» **Problem to work on**:
List each line in the entries below that contains the word "blue", treating uppercase and lowercase as different.

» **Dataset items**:
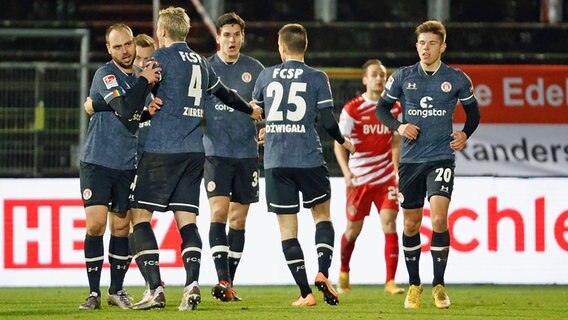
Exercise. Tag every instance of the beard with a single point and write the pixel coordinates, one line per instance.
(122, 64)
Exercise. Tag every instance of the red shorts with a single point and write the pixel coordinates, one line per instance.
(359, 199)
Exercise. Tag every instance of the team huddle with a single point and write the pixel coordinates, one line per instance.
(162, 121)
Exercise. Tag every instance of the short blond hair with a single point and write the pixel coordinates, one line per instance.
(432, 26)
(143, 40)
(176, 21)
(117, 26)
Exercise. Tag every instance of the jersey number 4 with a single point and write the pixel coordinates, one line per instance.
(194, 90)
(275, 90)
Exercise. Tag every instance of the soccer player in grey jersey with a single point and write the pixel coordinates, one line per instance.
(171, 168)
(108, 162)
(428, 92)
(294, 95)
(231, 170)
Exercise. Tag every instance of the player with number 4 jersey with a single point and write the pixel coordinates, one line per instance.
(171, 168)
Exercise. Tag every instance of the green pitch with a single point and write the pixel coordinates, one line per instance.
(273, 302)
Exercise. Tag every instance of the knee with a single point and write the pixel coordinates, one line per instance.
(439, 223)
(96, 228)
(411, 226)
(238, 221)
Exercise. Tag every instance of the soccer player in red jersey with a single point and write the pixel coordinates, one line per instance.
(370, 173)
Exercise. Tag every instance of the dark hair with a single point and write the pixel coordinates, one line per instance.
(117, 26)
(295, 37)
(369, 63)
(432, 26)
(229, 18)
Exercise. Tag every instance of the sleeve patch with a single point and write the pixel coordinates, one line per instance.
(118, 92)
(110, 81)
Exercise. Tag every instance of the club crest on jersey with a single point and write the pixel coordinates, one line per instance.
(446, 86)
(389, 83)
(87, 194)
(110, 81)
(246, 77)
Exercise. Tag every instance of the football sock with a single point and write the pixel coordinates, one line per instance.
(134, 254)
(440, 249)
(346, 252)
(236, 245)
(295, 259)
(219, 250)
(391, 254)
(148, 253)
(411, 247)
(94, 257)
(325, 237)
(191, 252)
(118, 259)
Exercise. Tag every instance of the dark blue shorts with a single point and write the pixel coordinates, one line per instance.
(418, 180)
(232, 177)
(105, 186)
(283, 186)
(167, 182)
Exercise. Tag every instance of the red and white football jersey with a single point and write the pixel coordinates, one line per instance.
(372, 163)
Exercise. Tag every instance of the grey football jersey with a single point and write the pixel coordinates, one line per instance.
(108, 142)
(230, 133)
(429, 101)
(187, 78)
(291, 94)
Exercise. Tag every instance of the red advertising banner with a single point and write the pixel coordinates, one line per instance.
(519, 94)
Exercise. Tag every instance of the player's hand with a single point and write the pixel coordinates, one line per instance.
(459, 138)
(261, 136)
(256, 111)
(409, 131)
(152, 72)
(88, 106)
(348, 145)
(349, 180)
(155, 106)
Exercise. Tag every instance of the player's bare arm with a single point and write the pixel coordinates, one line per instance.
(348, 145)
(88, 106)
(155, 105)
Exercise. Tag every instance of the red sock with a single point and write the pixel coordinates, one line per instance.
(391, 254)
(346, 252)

* * *

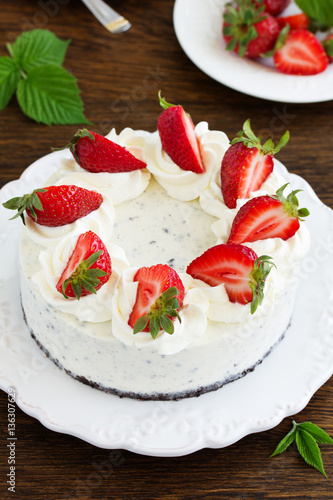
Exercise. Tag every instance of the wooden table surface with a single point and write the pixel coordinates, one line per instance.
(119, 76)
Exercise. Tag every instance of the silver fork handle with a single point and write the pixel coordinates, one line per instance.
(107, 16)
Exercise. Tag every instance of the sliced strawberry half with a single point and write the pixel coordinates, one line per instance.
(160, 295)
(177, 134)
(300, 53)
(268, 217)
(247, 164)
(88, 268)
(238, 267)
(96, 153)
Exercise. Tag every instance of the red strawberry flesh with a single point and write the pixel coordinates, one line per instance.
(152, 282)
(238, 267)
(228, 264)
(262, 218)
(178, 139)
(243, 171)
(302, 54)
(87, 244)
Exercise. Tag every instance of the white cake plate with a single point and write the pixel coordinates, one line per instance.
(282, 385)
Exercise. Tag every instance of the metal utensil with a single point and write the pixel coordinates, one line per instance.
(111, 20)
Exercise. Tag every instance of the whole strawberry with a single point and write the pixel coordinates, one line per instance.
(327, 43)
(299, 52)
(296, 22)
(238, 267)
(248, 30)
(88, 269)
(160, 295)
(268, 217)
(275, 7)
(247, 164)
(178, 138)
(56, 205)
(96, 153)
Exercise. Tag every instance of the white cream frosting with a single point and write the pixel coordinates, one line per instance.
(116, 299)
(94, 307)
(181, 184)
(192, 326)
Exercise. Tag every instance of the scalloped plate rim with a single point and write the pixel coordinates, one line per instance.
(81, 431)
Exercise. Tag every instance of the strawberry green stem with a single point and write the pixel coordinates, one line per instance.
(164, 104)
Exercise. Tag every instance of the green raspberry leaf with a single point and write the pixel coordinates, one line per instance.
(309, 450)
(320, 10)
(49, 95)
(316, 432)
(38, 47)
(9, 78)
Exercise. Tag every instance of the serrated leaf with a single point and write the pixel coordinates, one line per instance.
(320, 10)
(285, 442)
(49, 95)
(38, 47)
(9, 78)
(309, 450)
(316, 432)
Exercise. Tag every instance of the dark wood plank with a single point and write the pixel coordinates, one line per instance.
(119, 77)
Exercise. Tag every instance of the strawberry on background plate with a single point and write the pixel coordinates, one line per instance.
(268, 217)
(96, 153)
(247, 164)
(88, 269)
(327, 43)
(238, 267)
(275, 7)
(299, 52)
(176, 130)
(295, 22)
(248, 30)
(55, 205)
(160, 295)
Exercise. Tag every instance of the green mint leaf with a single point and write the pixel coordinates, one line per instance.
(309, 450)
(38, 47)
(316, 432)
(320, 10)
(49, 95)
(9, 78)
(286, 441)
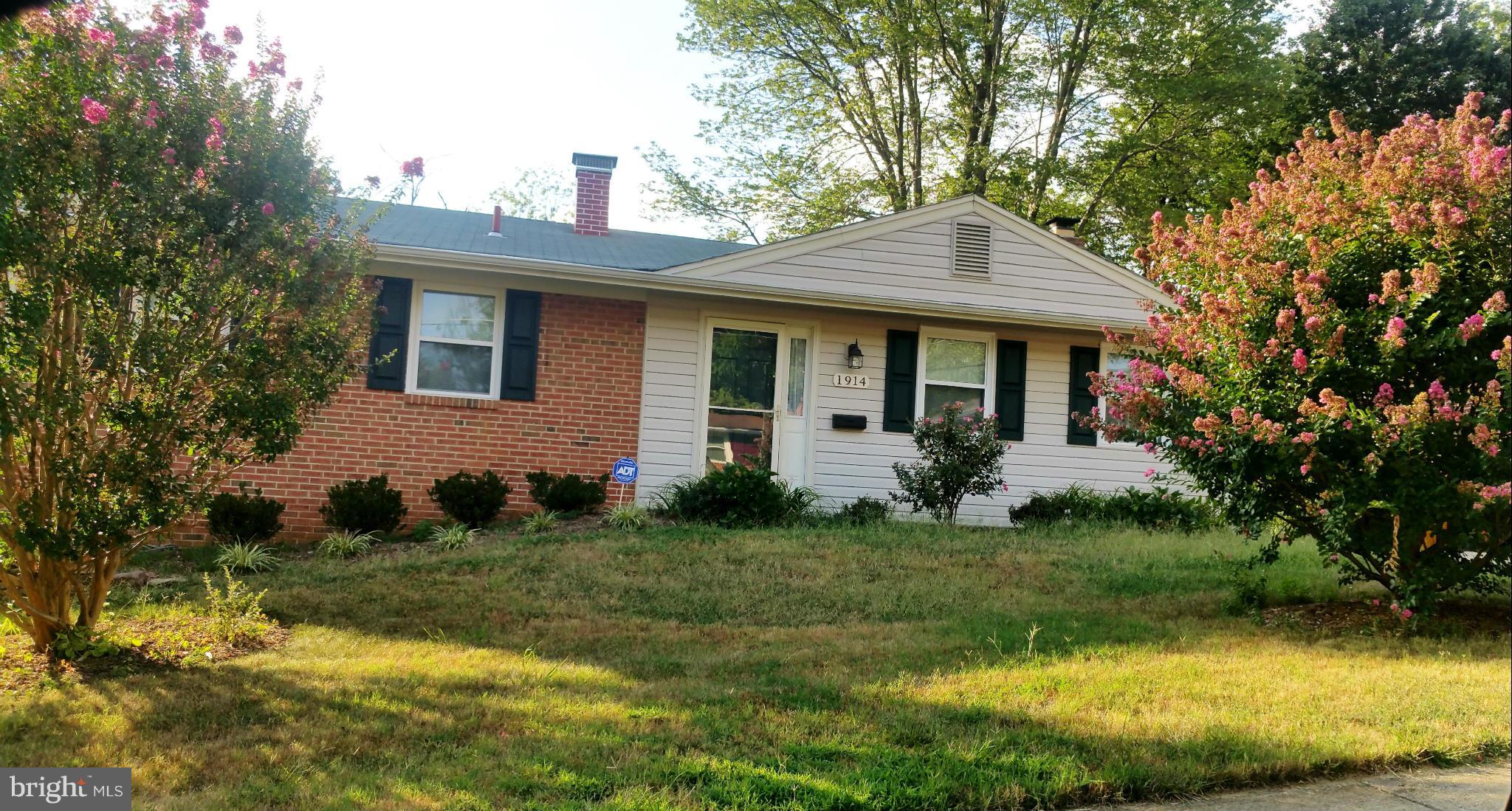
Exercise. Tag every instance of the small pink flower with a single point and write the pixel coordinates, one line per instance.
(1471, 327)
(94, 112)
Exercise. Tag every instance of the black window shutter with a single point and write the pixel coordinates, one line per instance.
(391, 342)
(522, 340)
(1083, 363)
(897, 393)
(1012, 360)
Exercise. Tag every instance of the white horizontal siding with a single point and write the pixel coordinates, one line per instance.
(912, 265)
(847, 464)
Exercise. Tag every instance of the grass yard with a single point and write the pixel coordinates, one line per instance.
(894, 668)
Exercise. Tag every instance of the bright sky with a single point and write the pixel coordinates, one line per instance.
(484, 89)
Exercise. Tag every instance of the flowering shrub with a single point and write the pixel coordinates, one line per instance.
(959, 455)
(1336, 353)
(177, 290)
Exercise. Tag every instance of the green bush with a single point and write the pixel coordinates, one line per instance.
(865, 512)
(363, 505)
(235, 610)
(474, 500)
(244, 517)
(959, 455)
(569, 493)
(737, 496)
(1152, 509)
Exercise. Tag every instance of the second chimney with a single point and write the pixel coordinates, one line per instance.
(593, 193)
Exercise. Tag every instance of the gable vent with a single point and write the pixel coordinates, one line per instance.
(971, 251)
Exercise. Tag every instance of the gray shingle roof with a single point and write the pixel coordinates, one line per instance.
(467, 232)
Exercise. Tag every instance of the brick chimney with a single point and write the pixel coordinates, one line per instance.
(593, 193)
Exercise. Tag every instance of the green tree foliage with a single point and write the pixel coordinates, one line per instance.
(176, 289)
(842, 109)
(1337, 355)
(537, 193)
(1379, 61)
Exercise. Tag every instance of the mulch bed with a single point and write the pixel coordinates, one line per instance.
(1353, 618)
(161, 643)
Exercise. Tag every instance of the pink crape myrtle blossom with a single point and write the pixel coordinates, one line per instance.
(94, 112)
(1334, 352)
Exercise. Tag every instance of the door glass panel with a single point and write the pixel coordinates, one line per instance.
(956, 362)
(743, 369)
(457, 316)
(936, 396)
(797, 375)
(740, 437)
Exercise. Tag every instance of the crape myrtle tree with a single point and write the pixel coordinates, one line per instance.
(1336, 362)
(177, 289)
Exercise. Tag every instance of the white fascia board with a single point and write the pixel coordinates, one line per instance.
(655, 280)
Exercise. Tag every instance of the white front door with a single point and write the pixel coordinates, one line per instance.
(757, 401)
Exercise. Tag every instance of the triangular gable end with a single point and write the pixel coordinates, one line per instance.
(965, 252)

...

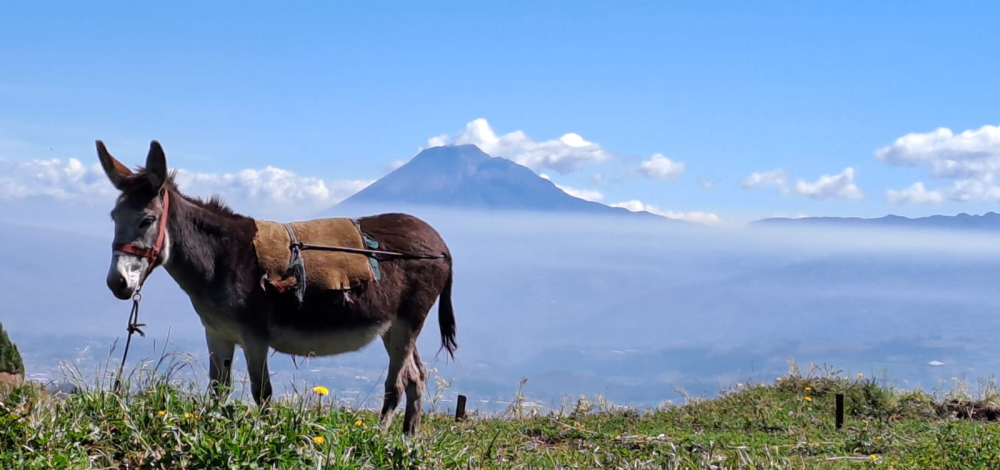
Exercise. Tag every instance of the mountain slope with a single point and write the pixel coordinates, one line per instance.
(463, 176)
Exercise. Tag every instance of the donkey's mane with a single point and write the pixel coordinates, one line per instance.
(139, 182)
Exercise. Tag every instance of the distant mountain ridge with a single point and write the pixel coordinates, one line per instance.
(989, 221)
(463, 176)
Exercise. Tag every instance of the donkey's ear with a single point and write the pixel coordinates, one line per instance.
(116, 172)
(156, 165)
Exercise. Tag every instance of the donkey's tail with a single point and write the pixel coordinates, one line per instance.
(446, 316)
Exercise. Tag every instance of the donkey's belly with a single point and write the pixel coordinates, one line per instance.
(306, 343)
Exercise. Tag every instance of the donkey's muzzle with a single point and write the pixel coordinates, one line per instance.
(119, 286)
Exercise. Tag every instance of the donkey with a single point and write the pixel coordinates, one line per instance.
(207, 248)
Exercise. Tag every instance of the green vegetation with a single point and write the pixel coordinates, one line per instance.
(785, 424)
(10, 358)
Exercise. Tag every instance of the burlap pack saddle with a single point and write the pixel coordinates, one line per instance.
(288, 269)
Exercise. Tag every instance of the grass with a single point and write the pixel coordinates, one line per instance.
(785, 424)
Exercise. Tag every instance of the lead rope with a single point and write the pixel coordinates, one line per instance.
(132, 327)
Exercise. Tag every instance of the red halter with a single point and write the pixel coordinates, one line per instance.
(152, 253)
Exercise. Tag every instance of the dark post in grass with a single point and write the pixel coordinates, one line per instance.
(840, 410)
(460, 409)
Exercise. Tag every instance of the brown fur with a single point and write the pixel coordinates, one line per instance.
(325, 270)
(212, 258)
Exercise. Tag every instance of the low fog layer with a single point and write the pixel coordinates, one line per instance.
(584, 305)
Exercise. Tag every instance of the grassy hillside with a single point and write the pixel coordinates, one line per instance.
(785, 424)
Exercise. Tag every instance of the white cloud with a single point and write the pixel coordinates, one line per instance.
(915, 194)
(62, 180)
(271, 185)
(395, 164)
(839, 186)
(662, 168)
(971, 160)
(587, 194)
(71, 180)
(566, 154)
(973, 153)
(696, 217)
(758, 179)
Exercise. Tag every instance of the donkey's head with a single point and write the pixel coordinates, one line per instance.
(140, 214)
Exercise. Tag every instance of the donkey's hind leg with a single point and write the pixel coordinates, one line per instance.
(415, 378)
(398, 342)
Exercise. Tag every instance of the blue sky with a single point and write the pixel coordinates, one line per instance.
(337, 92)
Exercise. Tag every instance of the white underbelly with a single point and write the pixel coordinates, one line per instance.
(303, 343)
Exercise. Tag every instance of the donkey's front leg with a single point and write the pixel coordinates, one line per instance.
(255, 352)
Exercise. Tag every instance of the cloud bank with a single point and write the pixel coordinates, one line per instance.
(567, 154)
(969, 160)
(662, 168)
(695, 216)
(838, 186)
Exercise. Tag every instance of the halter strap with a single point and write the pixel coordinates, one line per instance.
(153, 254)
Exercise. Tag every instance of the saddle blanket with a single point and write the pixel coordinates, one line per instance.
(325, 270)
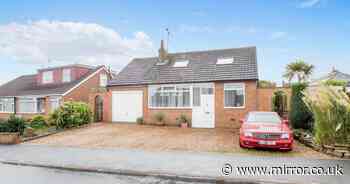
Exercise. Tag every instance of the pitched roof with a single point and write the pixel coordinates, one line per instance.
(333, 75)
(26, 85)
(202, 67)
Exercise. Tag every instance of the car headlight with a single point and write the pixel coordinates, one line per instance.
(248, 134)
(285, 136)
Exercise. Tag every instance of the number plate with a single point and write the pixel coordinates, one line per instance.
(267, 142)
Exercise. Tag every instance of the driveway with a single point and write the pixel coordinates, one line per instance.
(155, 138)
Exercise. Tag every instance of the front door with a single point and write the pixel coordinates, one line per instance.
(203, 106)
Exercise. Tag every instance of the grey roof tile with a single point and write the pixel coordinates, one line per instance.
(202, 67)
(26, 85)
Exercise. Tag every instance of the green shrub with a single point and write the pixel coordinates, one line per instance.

» **Output**:
Exercise. Tag every instance of the dark blue shorts with a single point and write the pixel coordinates, one line per instance.
Exercise. Tag every instance of the blue sky with a single point and write the pixel coordinates, one line per instance.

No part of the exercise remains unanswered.